Top of GIVEN INFORMATION

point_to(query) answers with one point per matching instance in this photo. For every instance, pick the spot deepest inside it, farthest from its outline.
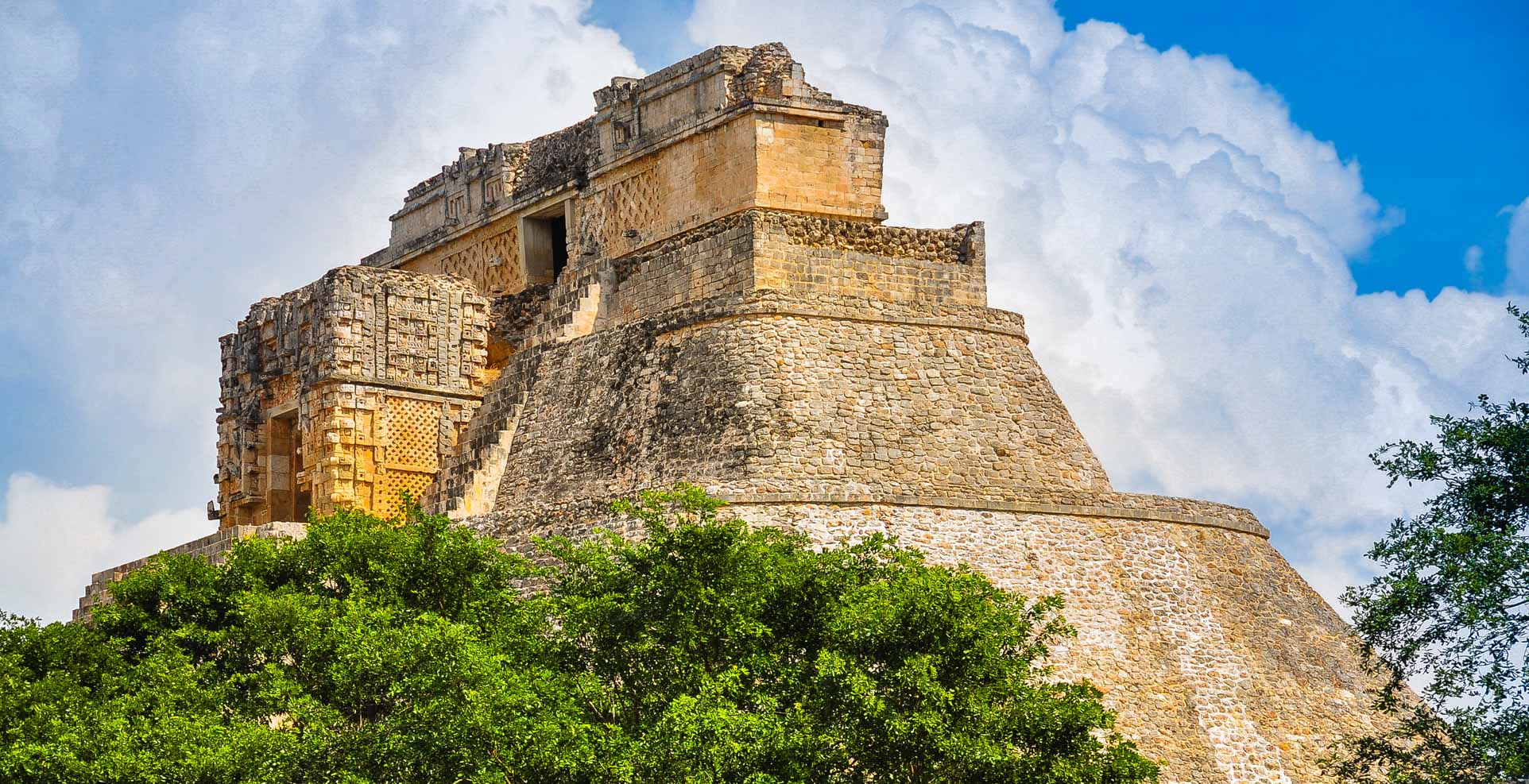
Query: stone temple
(696, 284)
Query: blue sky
(1430, 98)
(1251, 243)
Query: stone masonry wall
(378, 372)
(726, 130)
(1217, 658)
(776, 393)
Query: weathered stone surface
(346, 393)
(695, 284)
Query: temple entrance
(285, 462)
(544, 241)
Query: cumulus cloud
(54, 537)
(230, 155)
(1473, 263)
(1178, 245)
(205, 160)
(1176, 241)
(1517, 251)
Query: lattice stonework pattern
(344, 349)
(416, 433)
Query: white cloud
(1517, 253)
(54, 537)
(1178, 245)
(39, 59)
(277, 142)
(246, 152)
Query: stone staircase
(468, 482)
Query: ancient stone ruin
(696, 284)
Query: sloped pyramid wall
(842, 416)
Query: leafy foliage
(1453, 605)
(415, 650)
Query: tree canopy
(1451, 608)
(415, 650)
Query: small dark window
(544, 241)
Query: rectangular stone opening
(286, 500)
(544, 241)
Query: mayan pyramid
(696, 284)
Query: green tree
(415, 650)
(1453, 605)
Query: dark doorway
(544, 243)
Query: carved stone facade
(695, 284)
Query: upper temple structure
(696, 284)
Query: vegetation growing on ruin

Bottom of GIVEN INFORMATION

(EXERCISE REQUIREMENTS):
All of the material is to be reproduced verbatim, pictures excluded.

(SOLUTION TO THE EXERCISE):
point_to(query) answers with one point per matching instance in this photo. For every instance, pick the spot deepest inside it, farthest from its outline.
Query: stone temple
(696, 284)
Query: blue sky
(1430, 98)
(1251, 243)
Query: stone masonry wall
(378, 372)
(726, 130)
(1217, 658)
(776, 393)
Query: weathered stone surface
(346, 393)
(695, 284)
Query: temple entrance
(285, 462)
(544, 241)
Query: cumulus cloud
(54, 537)
(230, 155)
(1473, 263)
(1178, 245)
(205, 160)
(1176, 241)
(1517, 251)
Query: lattice stonework pattern
(344, 349)
(416, 433)
Query: white cloud
(1517, 253)
(54, 537)
(1178, 245)
(39, 59)
(277, 142)
(246, 152)
Query: stone staircase
(468, 482)
Query: ancient stone ruin
(696, 284)
Query: sloped pyramid wall
(842, 416)
Query: leafy foliage
(1453, 605)
(415, 650)
Query: tree canopy
(1451, 608)
(415, 650)
Query: small dark window
(544, 241)
Query: rectangular stone opening
(286, 500)
(544, 241)
Query: mayan pyramid
(696, 284)
Query: green tree
(415, 650)
(1453, 605)
Query: dark doorway
(544, 243)
Query: carved stone facade
(695, 284)
Query: upper temple structure
(696, 284)
Query: vegetation growing on ruin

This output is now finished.